Interior Architecture

Emergency Department Care Initiation

PDS has been performing research and development to understand, assess and improve the Emergency Department patient experience through improving the care initiation process. 

This work is focused on a fundamental change in the patient arrival, triage and registration process, including management of ESI 4/5 patients to minimize their impact on ED bed positions.


In the traditional model the patient arrives and is greeted at a reception desk.  A registration clerk, and/or clinician along with a security representative or any combination of this group may staff this desk position.  At this point a variety of processes may occur, registration, verification and possibly a quick triage.  Then the patient would be directed to bed, triage or waiting contingent on current occupancy within the ED.  They may be indicated for either the core ED or Fast Track if available. 

Within the constraints of this model, a number of issues may develop that impacts the patient experience:

  • Multiple simultaneous arrivals may overrun the reception desk staff causing lag and an extended queue time to reach the registrar or clinician.
  • Extended queue line may impact access to the ED lobby or waiting area, may cause automatic doors to cycle excessively and impact environmental control.
  • Extended queue line causes patients to comingle in close quarters, a potential infection control issue.
  • Acquiring of personal information at the registration desk may compromise confidentiality, patients may not have audible privacy and may refrain from wanting to reveal their health issues or feel uncomfortable in doing so.
  • Triage may become overwhelmed also, which may cause backlog in the waiting room and waiting room saturation, again causing patients to comingle and potentially causing patient dissatisfaction.
  • Bed saturation within the ED may also cause waiting room saturation, again triggering co-mingle and dissatisfaction issues.

In the PDS R&D model the patient arrives and is greeted by a clinical concierge person at a podium, rather than a desk.  The clinical concierge performs a quick assessment of the patient and then directs them into a series of Care Initiation Pods.  Once in the Care Initiation Pod, both the registration and triage team supports the patient, working together to support multiple patients, each in a discrete confidential and environmentally friendly space.  From this point patients are either taken direct to bed (ESI 3) or if ESI 4/5, are directed to what we are calling a Rapid Treatment Unit.  The RTU is comprised only of chairs/recliners and intended only for the ESI 4/5 patient, which may comprise of 20% of the ED volume.  The intent is to siphon these patients out of the flow of the core ED and minimize impact to operations.  In addition to supporting the ESI 4/5 patient, the RTU can act as a buffer between the Care Initiation Pods and the core ED, allowing patients to be seated, waiting for transfer to a stretcher in the ED but with oversight of the clinical staff and not being warehoused in the Waiting Room.


Anticipated impacts to the patient experience:

  • Immediate greeter station that quickly moves patient into the care initiation process, which will eliminate queue times and congestion in the lobby.
  • The registration and quick triage process occurs in a private space, not in the waiting room, which improves confidentiality, and makes the patient feel that they are seeing a provider immediately upon entering the ED.
  • Minimized impact to waiting room overcrowding and co-mingling of patients.
  • ESI 4/5 patients go direct to chair, are treated and released without ever entering the core ED.
  • Creation of a buffer to bridge between the waiting room and the core ED when occupancy rates are high, providing space to hotel patients within a clinical environment under supervision, not in corridors or waiting rooms.

We are currently testing this alternative delivery concept with a number of clients with whom we are working on Emergency Department planning.  In addition we are using computer simulations to further this research and optimize the ratios of initiation pods to rapid treatment unit chairs to maximize efficiency.

* DATA EXTRACTS:
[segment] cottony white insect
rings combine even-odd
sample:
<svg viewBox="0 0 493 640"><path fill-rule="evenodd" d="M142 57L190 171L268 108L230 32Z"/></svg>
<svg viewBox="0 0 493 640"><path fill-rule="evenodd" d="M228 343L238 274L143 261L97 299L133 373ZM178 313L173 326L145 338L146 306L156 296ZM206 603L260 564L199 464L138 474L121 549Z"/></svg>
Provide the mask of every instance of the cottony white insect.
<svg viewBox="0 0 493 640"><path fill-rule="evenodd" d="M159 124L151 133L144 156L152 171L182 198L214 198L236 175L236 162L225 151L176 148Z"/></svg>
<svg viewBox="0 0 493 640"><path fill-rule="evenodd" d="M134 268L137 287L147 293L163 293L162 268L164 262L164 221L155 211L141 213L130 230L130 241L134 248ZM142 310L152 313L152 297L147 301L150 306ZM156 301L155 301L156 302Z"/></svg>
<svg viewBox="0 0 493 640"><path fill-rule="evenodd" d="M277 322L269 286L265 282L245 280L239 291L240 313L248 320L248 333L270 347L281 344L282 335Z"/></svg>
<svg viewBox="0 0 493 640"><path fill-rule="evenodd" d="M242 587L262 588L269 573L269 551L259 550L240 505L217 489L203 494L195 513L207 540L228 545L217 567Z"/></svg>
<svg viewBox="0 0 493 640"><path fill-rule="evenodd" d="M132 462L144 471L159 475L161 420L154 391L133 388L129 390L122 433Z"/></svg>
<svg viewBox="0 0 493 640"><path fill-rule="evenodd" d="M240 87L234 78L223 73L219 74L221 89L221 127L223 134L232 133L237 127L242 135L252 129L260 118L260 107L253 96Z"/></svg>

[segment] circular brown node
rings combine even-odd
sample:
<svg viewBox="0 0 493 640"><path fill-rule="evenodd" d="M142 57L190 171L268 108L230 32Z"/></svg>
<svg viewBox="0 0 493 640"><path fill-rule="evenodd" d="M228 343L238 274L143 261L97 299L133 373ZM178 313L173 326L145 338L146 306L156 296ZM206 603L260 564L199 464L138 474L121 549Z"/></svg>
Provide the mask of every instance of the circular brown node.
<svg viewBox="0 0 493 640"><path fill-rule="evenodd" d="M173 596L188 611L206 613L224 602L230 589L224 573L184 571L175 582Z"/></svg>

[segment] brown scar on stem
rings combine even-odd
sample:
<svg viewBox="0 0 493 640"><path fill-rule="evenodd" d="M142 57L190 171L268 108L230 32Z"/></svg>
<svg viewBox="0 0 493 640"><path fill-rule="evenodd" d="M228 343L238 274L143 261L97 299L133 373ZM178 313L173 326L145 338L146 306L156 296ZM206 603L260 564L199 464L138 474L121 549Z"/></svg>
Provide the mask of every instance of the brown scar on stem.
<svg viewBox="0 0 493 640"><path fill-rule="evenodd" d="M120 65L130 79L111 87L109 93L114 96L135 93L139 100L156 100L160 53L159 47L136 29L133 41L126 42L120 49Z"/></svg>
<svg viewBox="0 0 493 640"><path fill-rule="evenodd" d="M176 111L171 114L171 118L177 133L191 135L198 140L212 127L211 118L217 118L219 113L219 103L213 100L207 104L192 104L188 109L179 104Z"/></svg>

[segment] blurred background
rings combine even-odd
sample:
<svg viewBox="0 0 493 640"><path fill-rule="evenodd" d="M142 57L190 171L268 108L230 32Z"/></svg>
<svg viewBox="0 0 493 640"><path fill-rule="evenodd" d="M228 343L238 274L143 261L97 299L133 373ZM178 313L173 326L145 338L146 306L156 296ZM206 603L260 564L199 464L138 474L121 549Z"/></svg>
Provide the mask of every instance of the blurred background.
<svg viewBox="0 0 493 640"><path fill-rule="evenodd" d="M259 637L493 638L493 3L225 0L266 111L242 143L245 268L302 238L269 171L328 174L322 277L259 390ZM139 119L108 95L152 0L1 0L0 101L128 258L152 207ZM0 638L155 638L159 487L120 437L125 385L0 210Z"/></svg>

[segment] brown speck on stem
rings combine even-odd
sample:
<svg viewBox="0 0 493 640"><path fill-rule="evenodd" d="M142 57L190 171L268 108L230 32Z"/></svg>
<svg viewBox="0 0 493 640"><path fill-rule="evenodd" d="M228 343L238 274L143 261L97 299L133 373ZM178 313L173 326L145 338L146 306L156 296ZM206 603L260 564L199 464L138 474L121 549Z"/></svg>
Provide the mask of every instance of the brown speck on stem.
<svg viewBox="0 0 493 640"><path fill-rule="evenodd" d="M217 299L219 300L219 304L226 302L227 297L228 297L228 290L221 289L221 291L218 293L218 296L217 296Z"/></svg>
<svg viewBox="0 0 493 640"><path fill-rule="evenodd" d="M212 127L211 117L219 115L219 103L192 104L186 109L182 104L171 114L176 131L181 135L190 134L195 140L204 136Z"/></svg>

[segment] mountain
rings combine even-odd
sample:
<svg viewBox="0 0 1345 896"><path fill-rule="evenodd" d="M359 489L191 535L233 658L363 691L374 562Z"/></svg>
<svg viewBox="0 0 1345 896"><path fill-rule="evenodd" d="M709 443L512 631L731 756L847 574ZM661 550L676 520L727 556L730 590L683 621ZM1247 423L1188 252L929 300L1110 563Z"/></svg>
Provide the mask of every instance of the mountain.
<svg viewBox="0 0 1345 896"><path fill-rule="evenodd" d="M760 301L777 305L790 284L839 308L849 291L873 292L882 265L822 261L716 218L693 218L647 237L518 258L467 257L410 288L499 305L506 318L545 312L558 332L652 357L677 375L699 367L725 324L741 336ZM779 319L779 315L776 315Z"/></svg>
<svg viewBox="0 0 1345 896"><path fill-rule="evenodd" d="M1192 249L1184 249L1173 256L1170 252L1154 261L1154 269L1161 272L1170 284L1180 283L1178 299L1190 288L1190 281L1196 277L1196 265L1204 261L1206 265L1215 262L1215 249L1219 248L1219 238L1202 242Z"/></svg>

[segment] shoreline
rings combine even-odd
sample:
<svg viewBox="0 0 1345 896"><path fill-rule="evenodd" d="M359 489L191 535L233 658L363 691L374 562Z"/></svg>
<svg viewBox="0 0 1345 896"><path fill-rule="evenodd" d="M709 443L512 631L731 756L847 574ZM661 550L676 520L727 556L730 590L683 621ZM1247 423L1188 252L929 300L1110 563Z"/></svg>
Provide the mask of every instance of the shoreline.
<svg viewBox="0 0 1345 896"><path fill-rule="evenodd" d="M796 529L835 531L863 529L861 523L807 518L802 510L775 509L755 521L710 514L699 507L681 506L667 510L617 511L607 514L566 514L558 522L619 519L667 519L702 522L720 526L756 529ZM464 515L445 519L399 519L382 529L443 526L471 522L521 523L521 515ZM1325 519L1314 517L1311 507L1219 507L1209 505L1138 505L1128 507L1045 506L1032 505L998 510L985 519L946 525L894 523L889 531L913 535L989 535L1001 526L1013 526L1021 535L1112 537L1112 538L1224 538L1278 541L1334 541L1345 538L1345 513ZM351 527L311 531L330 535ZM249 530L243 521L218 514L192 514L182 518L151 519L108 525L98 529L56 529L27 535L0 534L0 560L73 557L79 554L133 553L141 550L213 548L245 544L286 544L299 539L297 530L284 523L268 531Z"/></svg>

* TASKS TO CARRY OUT:
1) In the care initiation text, what share of ED volume may ESI 4/5 patients make up?
2) Print the part of the care initiation text starting with "PDS has been" and going on through "Track if available.".
The items are separate material and apart from the care initiation text.

* SOLUTION LIST:
1) 20% of the ED volume.

2)
PDS has been performing research and development to understand, assess and improve the Emergency Department patient experience through improving the care initiation process. 

This work is focused on a fundamental change in the patient arrival, triage and registration process, including management of ESI 4/5 patients to minimize their impact on ED bed positions.


In the traditional model the patient arrives and is greeted at a reception desk.  A registration clerk, and/or clinician along with a security representative or any combination of this group may staff this desk position.  At this point a variety of processes may occur, registration, verification and possibly a quick triage.  Then the patient would be directed to bed, triage or waiting contingent on current occupancy within the ED.  They may be indicated for either the core ED or Fast Track if available.